§ WHAT YOU HAVE TO DO
With pictures excluded, copy word for word the lines in the data below from the line containing "Intersection-audit request. Target: sunlit" through the line containing "Intersection-audit request. Target: small".

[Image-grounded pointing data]
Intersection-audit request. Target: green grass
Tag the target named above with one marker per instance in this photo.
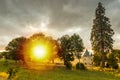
(60, 74)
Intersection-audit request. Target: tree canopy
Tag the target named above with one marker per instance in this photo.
(101, 34)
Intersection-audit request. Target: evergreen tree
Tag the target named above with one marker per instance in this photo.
(101, 34)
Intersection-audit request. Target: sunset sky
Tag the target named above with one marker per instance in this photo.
(55, 18)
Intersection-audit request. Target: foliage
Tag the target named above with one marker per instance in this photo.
(96, 59)
(116, 52)
(70, 45)
(14, 49)
(12, 73)
(101, 34)
(77, 45)
(69, 65)
(112, 61)
(80, 66)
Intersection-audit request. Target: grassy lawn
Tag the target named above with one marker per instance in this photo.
(59, 74)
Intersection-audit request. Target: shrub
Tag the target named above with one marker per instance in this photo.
(69, 65)
(80, 66)
(115, 66)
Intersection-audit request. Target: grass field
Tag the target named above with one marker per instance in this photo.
(59, 74)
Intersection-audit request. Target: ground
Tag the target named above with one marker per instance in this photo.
(58, 74)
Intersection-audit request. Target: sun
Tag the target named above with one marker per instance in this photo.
(39, 51)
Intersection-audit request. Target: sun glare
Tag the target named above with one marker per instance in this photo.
(39, 52)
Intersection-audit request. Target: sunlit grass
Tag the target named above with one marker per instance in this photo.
(60, 74)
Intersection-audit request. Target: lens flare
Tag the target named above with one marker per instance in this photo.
(39, 51)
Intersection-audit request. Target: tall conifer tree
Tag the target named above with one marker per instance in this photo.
(101, 34)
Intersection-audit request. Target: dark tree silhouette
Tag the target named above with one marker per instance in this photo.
(15, 47)
(101, 34)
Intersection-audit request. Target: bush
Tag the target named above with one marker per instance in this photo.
(115, 66)
(80, 66)
(69, 65)
(111, 61)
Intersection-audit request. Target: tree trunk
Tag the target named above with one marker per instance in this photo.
(103, 60)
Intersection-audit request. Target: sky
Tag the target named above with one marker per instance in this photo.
(55, 18)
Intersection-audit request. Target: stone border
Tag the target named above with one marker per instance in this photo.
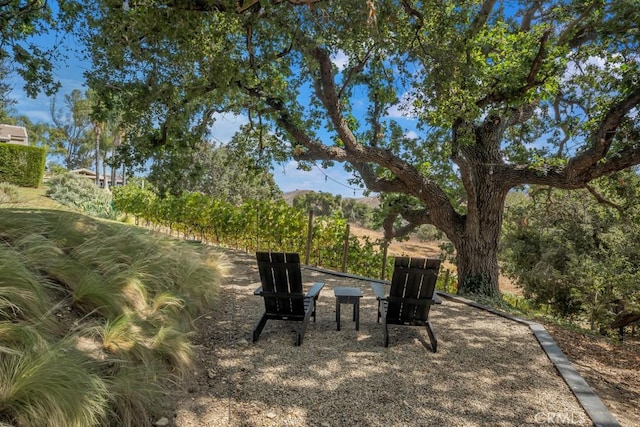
(591, 403)
(589, 400)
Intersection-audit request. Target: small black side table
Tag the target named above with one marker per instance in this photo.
(348, 296)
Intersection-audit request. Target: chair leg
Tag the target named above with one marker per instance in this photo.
(385, 331)
(432, 337)
(259, 326)
(305, 322)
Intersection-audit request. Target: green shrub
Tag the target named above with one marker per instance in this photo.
(81, 193)
(22, 165)
(8, 193)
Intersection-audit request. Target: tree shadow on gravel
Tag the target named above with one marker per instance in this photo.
(487, 371)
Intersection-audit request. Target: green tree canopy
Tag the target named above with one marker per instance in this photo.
(21, 22)
(502, 94)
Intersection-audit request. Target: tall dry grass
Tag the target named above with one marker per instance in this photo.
(94, 316)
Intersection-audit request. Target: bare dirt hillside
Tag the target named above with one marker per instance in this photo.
(415, 247)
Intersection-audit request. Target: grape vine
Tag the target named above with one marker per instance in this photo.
(255, 225)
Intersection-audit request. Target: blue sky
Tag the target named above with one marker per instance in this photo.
(69, 71)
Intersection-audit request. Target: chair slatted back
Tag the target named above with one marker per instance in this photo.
(412, 287)
(281, 283)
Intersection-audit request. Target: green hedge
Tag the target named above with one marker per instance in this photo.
(22, 165)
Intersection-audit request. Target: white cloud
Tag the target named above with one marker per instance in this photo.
(340, 60)
(332, 180)
(411, 134)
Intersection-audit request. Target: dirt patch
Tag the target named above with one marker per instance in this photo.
(487, 371)
(418, 248)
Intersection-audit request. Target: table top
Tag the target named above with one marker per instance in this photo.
(347, 292)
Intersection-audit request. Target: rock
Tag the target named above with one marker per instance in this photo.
(164, 421)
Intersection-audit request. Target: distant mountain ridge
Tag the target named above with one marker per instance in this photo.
(372, 202)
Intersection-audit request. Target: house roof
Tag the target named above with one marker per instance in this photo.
(13, 134)
(85, 172)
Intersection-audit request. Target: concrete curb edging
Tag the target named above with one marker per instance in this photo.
(589, 400)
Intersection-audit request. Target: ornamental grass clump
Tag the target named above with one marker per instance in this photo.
(95, 317)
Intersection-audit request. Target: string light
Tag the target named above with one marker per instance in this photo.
(327, 177)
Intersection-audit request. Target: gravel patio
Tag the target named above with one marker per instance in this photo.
(488, 370)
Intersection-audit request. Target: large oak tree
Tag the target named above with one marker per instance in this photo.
(503, 94)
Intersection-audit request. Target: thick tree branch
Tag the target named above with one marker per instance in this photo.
(221, 5)
(603, 136)
(531, 80)
(481, 18)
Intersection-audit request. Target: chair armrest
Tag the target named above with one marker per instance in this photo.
(378, 290)
(436, 298)
(315, 290)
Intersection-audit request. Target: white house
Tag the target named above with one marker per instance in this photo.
(13, 135)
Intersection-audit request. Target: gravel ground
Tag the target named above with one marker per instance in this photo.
(488, 371)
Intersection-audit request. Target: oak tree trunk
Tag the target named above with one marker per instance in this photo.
(477, 245)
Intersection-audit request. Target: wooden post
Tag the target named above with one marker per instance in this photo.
(345, 249)
(309, 238)
(385, 246)
(447, 272)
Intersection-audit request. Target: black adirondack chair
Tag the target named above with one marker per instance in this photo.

§ ANSWER SECTION
Intersection-audit request. Target: sunlit grass
Tag the target named above with one marker per instance in this photo.
(60, 74)
Intersection-audit request. Target: lens flare
Tag the target named above with one marker per instance in this photo.
(39, 51)
Intersection-audit request. Target: tall conifer tree
Tag the target named above with one marker per instance in this photo.
(101, 34)
Intersection-audit request. Target: dark tree silhouette
Tag the target named above with one marker per instance in this photo.
(15, 47)
(101, 34)
Intersection-audit request. Target: bush
Tag the target named above with one marker per instance in this photo.
(115, 66)
(80, 66)
(69, 65)
(111, 61)
Intersection-audit request. Target: tree trunk
Tag the target named above with one marker per instance in this photo.
(103, 60)
Intersection-audit request. Target: sky
Tag the target named above with one marker per instance in this photo.
(55, 18)
Intersection-audit request. Target: stone border
Tag the target named above with one marker per instance in this photo.
(591, 403)
(589, 400)
Intersection-audit request. Target: small black side table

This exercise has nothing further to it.